*** Opening of Provided passage ***
There is another aspect to this story. Saadallah came to Britain from Libya in 2012 and was given leave to remain in 2018. As the London Times has highlighted, the issue of Libyan Islamists in the UK is a long-standing one. When the former regime of Colonel Gaddafi cracked down on jihadists in the 1990s and drove the Al-Qaeda-linked Libyan Islamic Fighting Group (LIFG) out of the country, much of its infrastructure ended up in Britain.
“Among the earliest LIFG arrivals in the UK had been Abu Anas al-Liby who was granted political asylum in the mid-1990s”, The Times notes. “In 1998, however, Liby was placed on the FBI ‘most wanted’ list after being implicated in the al-Qaeda bomb attacks on US embassies in East Africa.” Abu Anas, whose real name is Nazih Abdul-Hamed Nabih al-Ruqai’i, had written an Al-Qaeda handbook while in London, then travelled in 2011 to take part in the revolution against Gaddafi in Libya, where he was arrested by the United States in October 2013. Abu Anas died in custody eighteen months later.
The case of Abu Anas is indicative. A lot of LIGF-linked jihadists and other Libyan Islamists were allowed to flow out of Britain to Libya during the revolution. Another case is Mohammed Ammari, a politician now in Tripoli and supporter of the Al-Qaeda-linked Shura Council of Benghazi Revolutionaries, who was base in Britain for many years.
In the 1990s, the UK had a lax policy towards jihadists based in and around London so long as they directed their activities abroad, leading the French to criticise “Londonistan”. The UK government’s review of its policies in 2014 documented the danger of allowing the Muslim Brotherhood and other radical groups to preach and recruit, and some changes were made. But it is open to debate whether enough reforms were pursued.
*** Close of Provided passage ***
*** Opening of Material provided ***
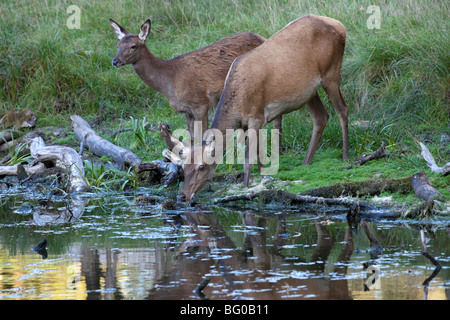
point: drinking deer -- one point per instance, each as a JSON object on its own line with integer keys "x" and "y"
{"x": 191, "y": 82}
{"x": 278, "y": 77}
*** Close of Material provided ***
> [Exercise prompt]:
Please decide whether each statement agrees with the passage on Libyan Islamists in Britain, answering yes or no and quoting the deciding words: (a) Saadallah was given leave to remain in Britain in 2018. (b) Abu Anas was arrested by the United States in 2011. (c) The UK government's 2014 review of its policies led to no changes.

> [Answer box]:
(a) Yes: "was given leave to remain in 2018"
(b) No: "where he was arrested by the United States in October 2013"
(c) No: "and some changes were made"